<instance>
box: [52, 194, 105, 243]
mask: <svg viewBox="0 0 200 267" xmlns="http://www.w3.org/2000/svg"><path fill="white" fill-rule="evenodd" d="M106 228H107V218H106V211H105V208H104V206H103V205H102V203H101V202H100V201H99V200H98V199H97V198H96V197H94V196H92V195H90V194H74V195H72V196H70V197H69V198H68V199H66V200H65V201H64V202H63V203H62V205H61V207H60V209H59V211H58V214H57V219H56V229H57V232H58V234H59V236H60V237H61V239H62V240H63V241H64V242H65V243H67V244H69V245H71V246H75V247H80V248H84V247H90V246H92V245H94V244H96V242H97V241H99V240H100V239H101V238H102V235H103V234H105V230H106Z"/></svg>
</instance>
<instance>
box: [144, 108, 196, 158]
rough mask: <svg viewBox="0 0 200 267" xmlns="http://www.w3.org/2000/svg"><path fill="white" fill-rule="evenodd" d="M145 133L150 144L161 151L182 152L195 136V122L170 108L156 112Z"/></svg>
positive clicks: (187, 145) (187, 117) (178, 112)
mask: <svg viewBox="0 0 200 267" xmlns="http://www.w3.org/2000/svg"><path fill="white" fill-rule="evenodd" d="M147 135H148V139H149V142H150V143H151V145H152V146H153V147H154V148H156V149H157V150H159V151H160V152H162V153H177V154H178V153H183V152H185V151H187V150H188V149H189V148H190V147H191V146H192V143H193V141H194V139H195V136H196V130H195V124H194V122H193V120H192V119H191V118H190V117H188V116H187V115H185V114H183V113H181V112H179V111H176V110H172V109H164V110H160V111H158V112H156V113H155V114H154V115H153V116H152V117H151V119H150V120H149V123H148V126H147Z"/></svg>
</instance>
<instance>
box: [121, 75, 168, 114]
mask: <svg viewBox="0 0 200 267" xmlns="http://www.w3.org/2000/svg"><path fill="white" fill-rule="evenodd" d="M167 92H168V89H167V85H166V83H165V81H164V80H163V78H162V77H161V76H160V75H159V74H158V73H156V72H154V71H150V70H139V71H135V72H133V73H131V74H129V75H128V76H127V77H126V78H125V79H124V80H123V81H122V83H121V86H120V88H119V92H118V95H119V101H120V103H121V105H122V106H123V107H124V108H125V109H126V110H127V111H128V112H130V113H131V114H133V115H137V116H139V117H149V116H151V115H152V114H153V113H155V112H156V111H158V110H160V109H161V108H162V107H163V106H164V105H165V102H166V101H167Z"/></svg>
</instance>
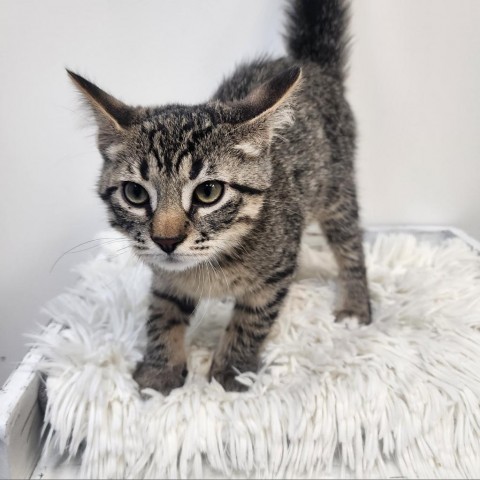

*WHAT YOU NEED TO DO*.
Write out every item above character for character, leaving out the picture.

*WRITTEN RESPONSE*.
<instance>
box: [52, 194, 105, 243]
mask: <svg viewBox="0 0 200 267" xmlns="http://www.w3.org/2000/svg"><path fill="white" fill-rule="evenodd" d="M106 228H107V218H106V211H105V208H104V206H103V205H102V203H101V202H100V201H99V200H98V199H97V198H96V197H94V196H92V195H90V194H74V195H72V196H70V197H69V198H68V199H66V200H65V201H64V202H63V203H62V205H61V207H60V209H59V211H58V214H57V219H56V229H57V232H58V234H59V236H60V237H61V239H62V240H63V241H64V242H65V243H67V244H69V245H71V246H75V247H80V248H84V247H90V246H92V245H94V244H96V242H97V241H99V240H100V239H101V238H102V235H103V234H105V230H106Z"/></svg>
</instance>
<instance>
box: [144, 108, 196, 158]
rough mask: <svg viewBox="0 0 200 267" xmlns="http://www.w3.org/2000/svg"><path fill="white" fill-rule="evenodd" d="M145 133L150 144L161 151L182 152L195 136V122L170 108L156 112Z"/></svg>
positive clicks: (187, 145) (187, 117) (178, 112)
mask: <svg viewBox="0 0 200 267" xmlns="http://www.w3.org/2000/svg"><path fill="white" fill-rule="evenodd" d="M147 135H148V139H149V142H150V143H151V145H152V146H153V147H154V148H156V149H157V150H159V151H160V152H162V153H177V154H178V153H183V152H185V151H187V150H188V149H189V148H190V147H191V146H192V143H193V141H194V139H195V136H196V130H195V124H194V122H193V120H192V119H191V118H190V117H188V116H187V115H185V114H183V113H181V112H179V111H176V110H172V109H164V110H160V111H158V112H156V113H155V114H154V115H153V116H152V117H151V119H150V120H149V123H148V126H147Z"/></svg>
</instance>
<instance>
box: [121, 75, 168, 114]
mask: <svg viewBox="0 0 200 267" xmlns="http://www.w3.org/2000/svg"><path fill="white" fill-rule="evenodd" d="M167 92H168V89H167V85H166V83H165V81H164V80H163V78H162V77H161V76H160V75H159V74H158V73H156V72H154V71H150V70H139V71H135V72H133V73H131V74H129V75H128V76H127V77H126V78H125V79H124V80H123V81H122V83H121V86H120V88H119V92H118V95H119V101H120V103H121V105H122V106H123V107H124V108H125V109H126V110H127V111H128V112H130V113H131V114H133V115H137V116H139V117H149V116H151V115H152V114H153V113H155V112H156V111H158V110H160V109H161V108H162V107H163V106H164V105H165V102H166V101H167Z"/></svg>
</instance>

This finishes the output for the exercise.